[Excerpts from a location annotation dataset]
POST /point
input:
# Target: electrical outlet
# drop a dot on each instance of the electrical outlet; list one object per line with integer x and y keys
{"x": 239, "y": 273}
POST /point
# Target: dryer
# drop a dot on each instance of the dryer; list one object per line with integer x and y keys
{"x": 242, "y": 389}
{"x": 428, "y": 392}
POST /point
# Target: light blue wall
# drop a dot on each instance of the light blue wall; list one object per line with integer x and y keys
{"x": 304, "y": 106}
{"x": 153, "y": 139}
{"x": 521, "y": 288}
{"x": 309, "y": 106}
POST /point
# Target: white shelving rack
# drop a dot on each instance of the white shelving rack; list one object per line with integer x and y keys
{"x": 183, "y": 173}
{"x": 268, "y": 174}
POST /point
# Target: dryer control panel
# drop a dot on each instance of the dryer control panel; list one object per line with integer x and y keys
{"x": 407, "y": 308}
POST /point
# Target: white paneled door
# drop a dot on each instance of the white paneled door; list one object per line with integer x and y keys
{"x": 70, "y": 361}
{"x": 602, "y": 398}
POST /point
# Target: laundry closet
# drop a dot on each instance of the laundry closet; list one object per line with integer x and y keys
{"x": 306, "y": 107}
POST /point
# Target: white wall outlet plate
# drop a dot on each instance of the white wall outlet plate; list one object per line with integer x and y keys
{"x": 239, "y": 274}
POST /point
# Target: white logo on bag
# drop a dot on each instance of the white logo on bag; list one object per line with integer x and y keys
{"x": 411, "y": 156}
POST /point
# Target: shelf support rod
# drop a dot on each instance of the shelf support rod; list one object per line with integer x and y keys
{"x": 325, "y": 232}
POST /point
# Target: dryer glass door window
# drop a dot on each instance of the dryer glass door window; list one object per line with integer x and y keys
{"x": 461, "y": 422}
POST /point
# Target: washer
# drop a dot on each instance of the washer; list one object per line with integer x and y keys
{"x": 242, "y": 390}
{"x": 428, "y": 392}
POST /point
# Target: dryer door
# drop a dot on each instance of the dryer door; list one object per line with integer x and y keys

• Requirement:
Find every line in the records above that contains the string "rack", and copy each of those lines.

• Exercise answer:
# Target: white shelving rack
# drop a dot on each instance of the white shelving rack; list one object per line with integer x and y keys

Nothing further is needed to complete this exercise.